All the data must come back unchanged, except that pictures are left out.

-------------------------

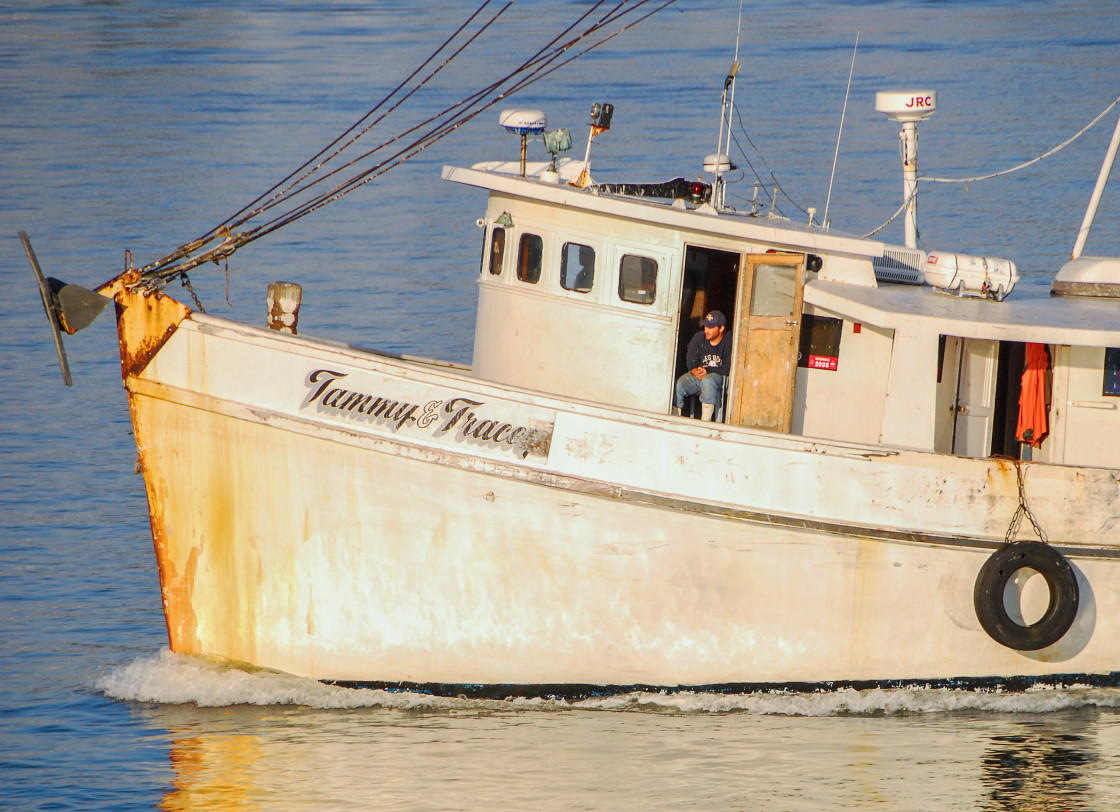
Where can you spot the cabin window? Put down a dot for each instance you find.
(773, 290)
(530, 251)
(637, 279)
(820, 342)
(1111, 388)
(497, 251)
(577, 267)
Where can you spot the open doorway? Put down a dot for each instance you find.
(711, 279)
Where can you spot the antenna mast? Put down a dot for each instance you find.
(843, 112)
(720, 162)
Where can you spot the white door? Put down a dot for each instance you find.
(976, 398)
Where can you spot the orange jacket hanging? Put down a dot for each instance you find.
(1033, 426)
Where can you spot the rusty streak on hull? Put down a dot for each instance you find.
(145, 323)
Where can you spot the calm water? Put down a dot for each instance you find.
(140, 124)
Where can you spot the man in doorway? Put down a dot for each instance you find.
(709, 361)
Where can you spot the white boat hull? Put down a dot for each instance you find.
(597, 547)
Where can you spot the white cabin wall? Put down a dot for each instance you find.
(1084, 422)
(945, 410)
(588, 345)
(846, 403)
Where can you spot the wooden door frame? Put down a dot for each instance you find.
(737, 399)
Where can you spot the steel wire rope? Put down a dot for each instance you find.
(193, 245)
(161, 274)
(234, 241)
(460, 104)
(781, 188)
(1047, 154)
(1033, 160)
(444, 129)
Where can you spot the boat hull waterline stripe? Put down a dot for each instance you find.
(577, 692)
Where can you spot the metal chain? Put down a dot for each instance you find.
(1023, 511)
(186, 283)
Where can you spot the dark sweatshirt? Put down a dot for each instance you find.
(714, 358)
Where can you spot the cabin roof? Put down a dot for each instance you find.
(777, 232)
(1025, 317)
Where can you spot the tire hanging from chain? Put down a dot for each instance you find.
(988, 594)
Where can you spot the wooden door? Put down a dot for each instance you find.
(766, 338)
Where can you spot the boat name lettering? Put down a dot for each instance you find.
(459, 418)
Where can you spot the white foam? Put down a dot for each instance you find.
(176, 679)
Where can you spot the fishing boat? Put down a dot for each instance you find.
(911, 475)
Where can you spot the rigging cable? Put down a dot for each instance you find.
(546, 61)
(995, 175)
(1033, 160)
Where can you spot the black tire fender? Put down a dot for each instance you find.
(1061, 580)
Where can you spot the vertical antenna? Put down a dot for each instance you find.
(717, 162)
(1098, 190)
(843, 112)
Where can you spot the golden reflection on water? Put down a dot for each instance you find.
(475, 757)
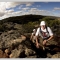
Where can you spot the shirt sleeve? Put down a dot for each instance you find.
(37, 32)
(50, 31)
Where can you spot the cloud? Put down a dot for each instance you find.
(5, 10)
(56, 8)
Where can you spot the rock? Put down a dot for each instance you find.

-------------------------

Exercise answer:
Where can you spot the cabin window? Put down a dot for each instance you find.
(773, 290)
(530, 251)
(637, 279)
(820, 342)
(1111, 388)
(497, 251)
(577, 267)
Where can you spot the open doorway? Put down a dot for each instance you find.
(711, 279)
Where can you spot the antenna mast? Put down a dot for each instance you find.
(843, 112)
(720, 162)
Where can you spot the white door? Put down a dot for each instance you find.
(976, 398)
Where can you spot the orange jacket hanging? Put down a dot for each instance you find.
(1033, 426)
Where can you spot the rusty streak on hull? Put down a dot for each instance you find.
(145, 323)
Where can you spot the calm water? Put down a dot for each instance you find.
(140, 124)
Where can you spot the man in doorway? Put down a dot for each instance you find.
(709, 361)
Where can you spot the white boat hull? Put down a dot for each instance you find.
(597, 547)
Where can you spot the white cabin wall? Put down a dot for each instance you find.
(1084, 422)
(945, 410)
(588, 345)
(846, 403)
Where can you spot the wooden door frame? Put down a dot for each instance you find.
(737, 399)
Where can you spot the steel wire rope? Put down a dot for each instance you find.
(193, 245)
(161, 274)
(234, 241)
(460, 104)
(781, 188)
(1047, 154)
(1033, 160)
(444, 129)
Where can you spot the boat hull waterline stripe? Put down a dot for each instance you find.
(577, 692)
Where can you spot the metal chain? Put down a dot for each instance you find.
(1023, 511)
(186, 283)
Where can you spot the dark sweatshirt? Put down a dot for each instance you find.
(714, 358)
Where can you spot the cabin roof? Put down a dot for each instance you find.
(777, 232)
(1025, 317)
Where can you spot the tire hanging from chain? Put down a dot for each instance you find.
(988, 594)
Where can you spot the wooden door? Put down a dot for each instance you find.
(766, 338)
Where can you spot the boat name lettering? Put down a dot for each instance you find.
(459, 418)
Where can you spot the white foam? Put down a dot for each instance you find.
(176, 679)
Where can you spot the fishing boat? Put down a dot for each instance you find.
(911, 475)
Where can you spot the rigging cable? Put down a dot for each instance you find.
(546, 61)
(995, 175)
(1033, 160)
Where can you spot the black tire fender? Put down a dot for each instance you find.
(1061, 580)
Where can you spot the vertical antenna? Put down a dot for each instance you find.
(717, 162)
(1098, 190)
(843, 112)
Where can you spot the golden reflection on water? Put down a dot for each instance you find.
(475, 757)
Where can you spot the shirt sleeve? Put down a dot for each instance you find.
(37, 32)
(50, 31)
Where can you spot the cloud? Put down a dot for each instance you find.
(5, 10)
(56, 8)
Where can you spot the rock? Put down a dot for each instance you find.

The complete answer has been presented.